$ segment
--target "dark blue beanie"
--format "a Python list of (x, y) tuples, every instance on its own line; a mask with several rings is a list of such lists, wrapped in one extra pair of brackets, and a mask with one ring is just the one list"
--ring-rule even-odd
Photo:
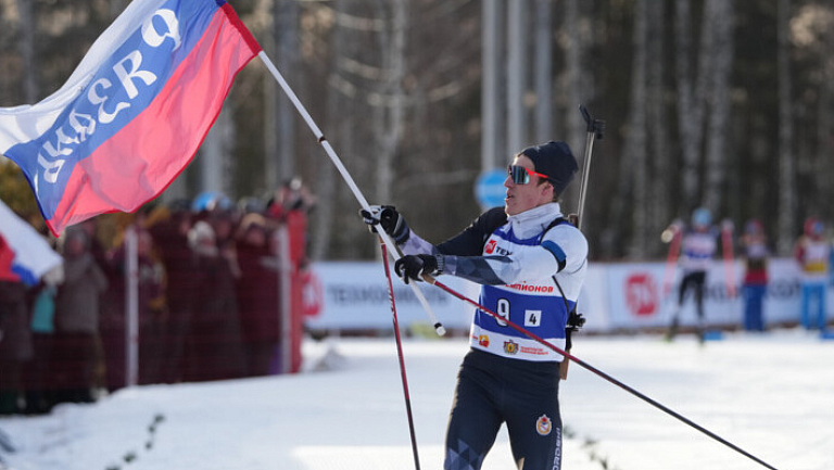
[(536, 173), (547, 175), (556, 194), (561, 194), (579, 169), (570, 147), (563, 141), (528, 147), (520, 153), (533, 162)]

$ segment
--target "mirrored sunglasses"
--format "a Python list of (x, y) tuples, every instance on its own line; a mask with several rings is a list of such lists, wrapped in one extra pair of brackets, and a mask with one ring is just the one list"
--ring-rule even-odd
[(513, 179), (513, 182), (516, 185), (527, 185), (530, 182), (531, 176), (538, 176), (542, 179), (548, 179), (547, 175), (543, 175), (541, 173), (535, 173), (530, 168), (519, 166), (519, 165), (509, 165), (507, 166), (507, 175)]

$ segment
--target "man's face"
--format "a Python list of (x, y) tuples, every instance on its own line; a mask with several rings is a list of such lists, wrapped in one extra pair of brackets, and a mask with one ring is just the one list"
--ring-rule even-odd
[[(513, 165), (523, 166), (533, 169), (533, 162), (526, 155), (519, 155), (513, 160)], [(531, 175), (530, 182), (527, 185), (516, 185), (513, 178), (507, 175), (504, 180), (504, 187), (507, 188), (507, 196), (504, 199), (504, 212), (507, 215), (521, 214), (533, 207), (546, 204), (553, 201), (553, 186), (542, 183), (541, 177)]]

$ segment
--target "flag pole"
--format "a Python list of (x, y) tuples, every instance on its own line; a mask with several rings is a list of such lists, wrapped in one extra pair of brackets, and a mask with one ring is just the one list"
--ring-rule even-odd
[[(321, 147), (325, 148), (325, 152), (327, 152), (327, 155), (333, 162), (333, 165), (336, 165), (336, 168), (339, 170), (344, 181), (351, 188), (351, 192), (353, 192), (353, 195), (359, 202), (359, 205), (362, 205), (362, 208), (370, 212), (370, 205), (368, 204), (368, 201), (362, 194), (362, 191), (356, 186), (356, 182), (354, 182), (353, 178), (351, 177), (351, 174), (348, 173), (348, 168), (344, 167), (341, 158), (339, 158), (339, 155), (336, 154), (336, 151), (330, 145), (330, 142), (327, 140), (324, 132), (321, 132), (321, 129), (319, 129), (318, 126), (316, 126), (316, 123), (313, 120), (313, 117), (311, 117), (309, 113), (307, 113), (307, 110), (304, 107), (301, 101), (299, 101), (299, 97), (295, 96), (295, 92), (292, 91), (292, 88), (290, 88), (289, 84), (287, 84), (287, 80), (283, 79), (283, 76), (281, 75), (281, 73), (278, 72), (278, 68), (276, 68), (275, 64), (273, 64), (273, 61), (269, 60), (269, 56), (267, 56), (264, 51), (258, 52), (257, 56), (261, 58), (261, 60), (266, 65), (266, 68), (273, 74), (275, 79), (278, 81), (278, 85), (280, 85), (281, 89), (283, 90), (283, 92), (287, 93), (287, 97), (295, 106), (295, 110), (299, 112), (299, 114), (301, 114), (301, 116), (304, 118), (304, 122), (307, 123), (309, 130), (312, 130), (313, 134), (316, 136), (318, 143), (320, 143)], [(394, 259), (399, 259), (401, 257), (400, 250), (397, 250), (396, 245), (388, 236), (388, 233), (386, 233), (384, 230), (378, 230), (378, 232), (379, 232), (379, 236), (382, 238), (382, 241), (384, 242), (386, 246), (388, 247), (388, 251), (391, 254), (391, 256)], [(441, 336), (444, 335), (446, 333), (446, 329), (438, 320), (438, 317), (434, 315), (434, 310), (432, 310), (431, 306), (429, 305), (429, 302), (426, 300), (426, 296), (422, 294), (422, 291), (420, 290), (420, 288), (414, 282), (409, 282), (408, 285), (412, 287), (412, 290), (414, 291), (414, 295), (420, 302), (420, 305), (422, 305), (422, 308), (426, 310), (426, 314), (429, 316), (429, 319), (431, 320), (431, 323), (434, 327), (434, 331)]]

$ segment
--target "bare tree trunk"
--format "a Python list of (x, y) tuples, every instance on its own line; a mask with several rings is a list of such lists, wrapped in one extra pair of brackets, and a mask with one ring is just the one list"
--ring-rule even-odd
[(794, 242), (796, 186), (794, 185), (794, 127), (791, 98), (791, 0), (779, 0), (776, 9), (776, 67), (779, 74), (779, 230), (776, 247), (791, 252)]
[[(27, 0), (24, 0), (24, 1), (27, 1)], [(127, 5), (126, 0), (110, 0), (110, 17), (115, 18), (116, 16), (121, 15), (122, 12), (125, 11), (126, 5)]]
[(220, 191), (233, 198), (235, 158), (229, 158), (235, 149), (235, 119), (231, 112), (232, 103), (227, 102), (217, 120), (205, 136), (200, 147), (201, 152), (201, 190)]
[(730, 74), (733, 67), (733, 0), (710, 0), (715, 2), (713, 50), (710, 67), (710, 113), (707, 127), (706, 178), (704, 205), (713, 214), (721, 209), (724, 176), (729, 168), (726, 154), (728, 126), (730, 125)]
[[(648, 7), (648, 71), (646, 87), (647, 128), (650, 129), (649, 144), (653, 152), (649, 153), (652, 162), (649, 188), (649, 220), (647, 242), (656, 240), (655, 237), (672, 219), (670, 214), (671, 201), (669, 190), (671, 188), (671, 145), (669, 143), (668, 115), (666, 112), (666, 87), (664, 84), (664, 5), (665, 2), (649, 2)], [(654, 244), (655, 246), (657, 243)], [(652, 243), (648, 246), (653, 246)]]
[(553, 139), (553, 4), (535, 2), (535, 141)]
[[(288, 82), (298, 88), (299, 80), (295, 63), (298, 61), (299, 47), (299, 2), (295, 0), (276, 0), (275, 17), (273, 20), (275, 46), (278, 51), (276, 58), (278, 69), (282, 71)], [(285, 180), (295, 176), (295, 123), (298, 114), (285, 93), (278, 93), (277, 128), (278, 135), (278, 178)], [(279, 181), (281, 182), (281, 181)]]
[[(593, 91), (583, 89), (582, 87), (585, 71), (582, 66), (583, 41), (579, 28), (580, 21), (579, 0), (568, 0), (565, 3), (565, 20), (563, 27), (567, 29), (568, 37), (570, 38), (568, 48), (565, 51), (569, 87), (567, 96), (570, 98), (568, 99), (566, 116), (567, 135), (564, 136), (561, 140), (568, 142), (568, 145), (570, 145), (570, 149), (577, 157), (579, 167), (584, 168), (582, 152), (585, 142), (585, 125), (584, 120), (582, 120), (582, 115), (579, 113), (579, 105), (591, 100), (593, 98)], [(591, 112), (593, 112), (593, 110), (591, 110)], [(563, 207), (563, 212), (566, 214), (576, 212), (579, 204), (579, 185), (574, 182), (573, 185), (568, 186), (566, 193), (563, 194), (563, 200), (566, 204), (566, 206)], [(586, 216), (583, 217), (587, 219)], [(582, 223), (582, 226), (585, 228), (585, 231), (592, 230), (585, 223)]]
[[(631, 68), (631, 111), (629, 130), (626, 137), (623, 160), (628, 162), (633, 178), (632, 237), (628, 253), (635, 258), (644, 258), (649, 239), (648, 228), (648, 177), (647, 177), (647, 138), (646, 138), (646, 42), (648, 29), (648, 0), (637, 0), (634, 11), (634, 60)], [(624, 177), (624, 175), (623, 175)]]
[(21, 60), (23, 61), (23, 99), (24, 102), (34, 104), (38, 101), (40, 94), (35, 71), (35, 23), (34, 3), (31, 0), (17, 0), (17, 12), (20, 14), (20, 42)]
[[(709, 17), (708, 1), (705, 5), (702, 26), (700, 53), (698, 67), (693, 73), (692, 62), (692, 5), (691, 0), (675, 2), (675, 71), (678, 79), (678, 126), (681, 135), (683, 165), (681, 169), (683, 187), (683, 205), (685, 211), (698, 204), (698, 187), (700, 177), (700, 144), (704, 120), (704, 91), (706, 68), (709, 64), (711, 36), (708, 34)], [(693, 79), (694, 77), (694, 79)], [(693, 85), (694, 84), (694, 85)]]
[[(349, 0), (336, 0), (333, 2), (332, 8), (334, 14), (338, 15), (344, 11), (346, 1)], [(348, 35), (345, 34), (344, 28), (339, 24), (339, 22), (334, 23), (332, 31), (333, 51), (332, 56), (330, 58), (332, 65), (329, 67), (329, 84), (336, 82), (339, 78), (338, 64), (344, 54), (346, 36)], [(345, 103), (343, 102), (341, 91), (337, 87), (331, 85), (327, 88), (327, 120), (329, 123), (329, 127), (336, 129), (336, 134), (339, 138), (340, 149), (346, 149), (349, 148), (346, 145), (349, 143), (348, 139), (351, 135), (351, 131), (345, 130), (348, 127), (346, 123), (349, 120), (344, 118), (342, 110)], [(341, 185), (341, 181), (337, 180), (336, 174), (336, 168), (330, 164), (330, 162), (323, 163), (319, 170), (317, 172), (320, 180), (316, 183), (317, 203), (316, 211), (313, 213), (313, 230), (311, 230), (312, 237), (309, 249), (311, 257), (314, 261), (321, 261), (328, 257), (328, 252), (333, 238), (333, 226), (336, 225), (333, 224), (336, 215), (334, 207), (338, 199), (337, 187)]]
[[(481, 170), (498, 166), (498, 129), (502, 117), (498, 113), (501, 75), (501, 8), (500, 0), (483, 0), (481, 4)], [(501, 150), (500, 150), (501, 149)]]
[(529, 0), (508, 2), (507, 25), (507, 155), (519, 152), (528, 143), (527, 106), (527, 27)]

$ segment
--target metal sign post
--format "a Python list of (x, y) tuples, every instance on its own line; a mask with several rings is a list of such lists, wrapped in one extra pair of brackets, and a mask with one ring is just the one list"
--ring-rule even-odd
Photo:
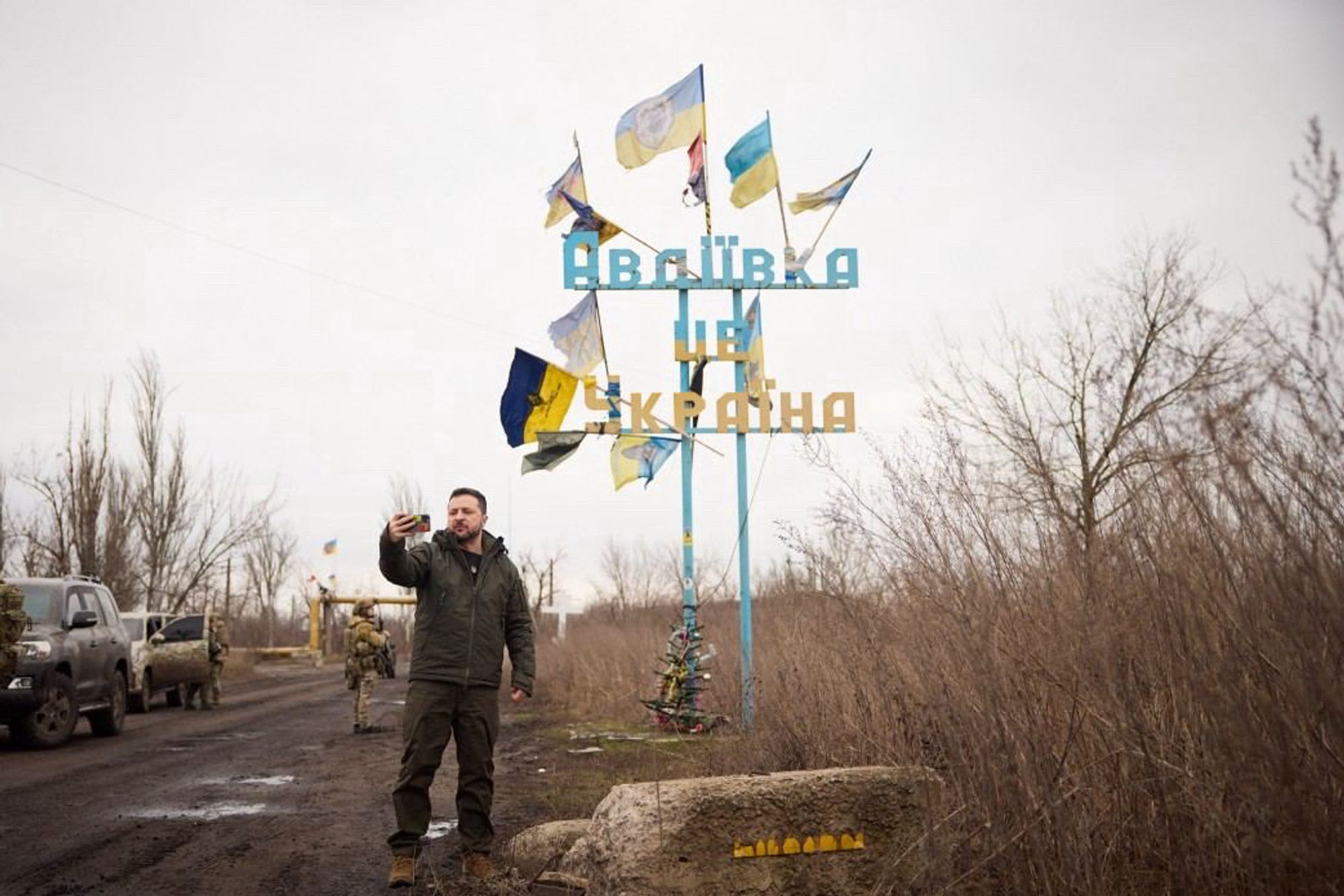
===
_ARBEITSANWEISUNG_:
Schreiben Sie das Material vom Anfang an bis einschließlich der Zeile mit „183), (541, 177)]]“ Zeile für Zeile unverändert ab und nur diese Zeilen. Lassen Sie die Bilder in Ihrer Antwort weg.

_ENDGÜLTIGE ANTWORT_:
$ segment
--target "dark blue beanie"
--format "a Python list of (x, y) tuples, every instance on its own line; a mask with several rings is a list of such lists, wrapped in one extra pair of brackets, and a mask with one ring is just the one list"
--ring-rule even-odd
Photo:
[(536, 173), (547, 175), (556, 194), (561, 194), (579, 169), (570, 147), (563, 141), (528, 147), (520, 153), (533, 162)]

$ segment
--target "mirrored sunglasses"
--format "a Python list of (x, y) tuples, every instance on its own line; a mask with several rings is a list of such lists, wrapped in one extra pair of brackets, and a mask with one ring is just the one list"
--ring-rule even-odd
[(513, 179), (513, 182), (516, 185), (527, 185), (530, 182), (531, 176), (538, 176), (542, 179), (548, 179), (547, 175), (543, 175), (541, 173), (535, 173), (530, 168), (519, 166), (519, 165), (509, 165), (507, 166), (507, 175)]

$ segment
--target "man's face"
--format "a Python list of (x, y) tuples, every instance on its own line; a mask with several rings is a list of such lists, wrapped in one extra pair of brackets, and a mask with one ring is just the one list"
--ring-rule even-odd
[[(513, 165), (523, 166), (533, 169), (533, 162), (526, 155), (519, 155), (513, 160)], [(531, 175), (530, 182), (527, 185), (516, 185), (513, 178), (507, 175), (504, 180), (504, 187), (507, 188), (507, 196), (504, 199), (504, 212), (507, 215), (521, 214), (533, 207), (546, 204), (553, 201), (553, 186), (542, 183), (541, 177)]]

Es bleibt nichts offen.